> **PROBLEM TO WORK ON**
Scale the rows below: copy every line, request lines included, and multiply each coordinate in the answers by 0.2, rounding to the nearest whole number with halves going up. Leave all numbers in the requests and their format samples as they are.

> **SUPPLIED RECORDS**
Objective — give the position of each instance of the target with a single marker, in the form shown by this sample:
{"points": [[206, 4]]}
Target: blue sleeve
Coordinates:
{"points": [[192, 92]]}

> **WRITTEN SOLUTION**
Objective — give the position of each instance of the target with a single marker, in the form shown by this sample:
{"points": [[206, 4]]}
Target: blue sleeve
Coordinates:
{"points": [[38, 18]]}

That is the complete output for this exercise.